◆ DESCRIPTION OF THE TASK ◆
Reproduce the rows from the line containing "Pick out the building" through the end of the rows, both ends included, swapping "dot" for "point" wherever it occurs and leaving everything else unchanged.

◆ DATA ENTRIES ◆
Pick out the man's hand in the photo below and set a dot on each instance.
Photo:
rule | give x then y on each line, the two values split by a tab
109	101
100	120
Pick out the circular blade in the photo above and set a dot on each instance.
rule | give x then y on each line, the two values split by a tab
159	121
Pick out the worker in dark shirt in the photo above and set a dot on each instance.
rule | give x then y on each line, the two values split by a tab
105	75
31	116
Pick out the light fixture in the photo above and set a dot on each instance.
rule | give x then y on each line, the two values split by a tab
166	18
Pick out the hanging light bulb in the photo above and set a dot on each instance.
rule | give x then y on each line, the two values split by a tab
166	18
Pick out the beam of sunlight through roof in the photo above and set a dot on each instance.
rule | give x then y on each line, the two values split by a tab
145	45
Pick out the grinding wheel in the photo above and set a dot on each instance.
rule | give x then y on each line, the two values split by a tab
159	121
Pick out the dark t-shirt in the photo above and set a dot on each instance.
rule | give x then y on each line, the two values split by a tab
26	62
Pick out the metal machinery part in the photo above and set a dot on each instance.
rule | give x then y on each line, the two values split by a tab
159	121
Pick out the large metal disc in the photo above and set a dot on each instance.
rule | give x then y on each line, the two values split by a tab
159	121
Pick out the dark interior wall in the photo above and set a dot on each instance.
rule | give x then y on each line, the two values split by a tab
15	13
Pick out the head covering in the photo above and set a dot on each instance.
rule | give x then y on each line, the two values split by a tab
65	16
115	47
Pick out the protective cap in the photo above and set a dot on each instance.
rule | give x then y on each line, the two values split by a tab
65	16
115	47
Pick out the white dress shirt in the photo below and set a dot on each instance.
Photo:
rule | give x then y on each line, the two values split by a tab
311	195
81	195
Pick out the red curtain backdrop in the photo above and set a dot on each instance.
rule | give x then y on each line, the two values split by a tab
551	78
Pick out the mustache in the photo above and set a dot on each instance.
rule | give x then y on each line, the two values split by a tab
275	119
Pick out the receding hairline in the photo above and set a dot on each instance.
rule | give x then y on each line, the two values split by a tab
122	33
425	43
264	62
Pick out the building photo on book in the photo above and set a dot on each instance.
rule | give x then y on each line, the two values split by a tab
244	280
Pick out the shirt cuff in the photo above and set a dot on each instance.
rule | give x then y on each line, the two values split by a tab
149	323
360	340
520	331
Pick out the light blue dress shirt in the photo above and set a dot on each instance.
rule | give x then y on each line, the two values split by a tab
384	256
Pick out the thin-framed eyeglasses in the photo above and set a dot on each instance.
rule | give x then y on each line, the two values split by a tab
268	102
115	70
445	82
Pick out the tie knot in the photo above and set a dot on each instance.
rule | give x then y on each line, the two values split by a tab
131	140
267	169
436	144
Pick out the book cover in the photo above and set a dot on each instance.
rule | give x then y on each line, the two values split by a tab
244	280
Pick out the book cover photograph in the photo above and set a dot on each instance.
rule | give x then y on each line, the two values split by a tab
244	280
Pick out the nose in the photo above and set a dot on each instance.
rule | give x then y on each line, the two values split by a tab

◆ CORRECT ANSWER ◆
Pick out the building photo on book in the photo above and set a point on each instance.
rule | give x then y on each line, the two values split by a tab
244	280
Pick out the shirt cuff in the photo above and set a point on each instance.
rule | give x then y on each line, the two values split by a tab
149	323
360	340
520	331
Pick out the light blue dress shirt in the photo above and set a point on each instance.
rule | give x then y on each line, the two values split by a tab
384	256
Pick out the thin-framed eyeglasses in the photo above and set a point on each instance.
rule | give x then y on each line, the two values split by a tab
268	102
115	70
445	82
Pick out the tie knot in the photo above and set a point on each instance.
rule | give x then y on each line, the two values split by a tab
131	140
267	169
436	144
Pick out the book cover in the photo above and set a point on each instance.
rule | give x then y on each line, the two values split by a tab
244	280
Pick out the book cover photograph in the photo above and set a point on each instance.
rule | give x then y on each line, the two values split by a tab
244	280
Pick out the nose in the photo above and set a point on each instance.
rule | give x then y on each line, the two values split by a tab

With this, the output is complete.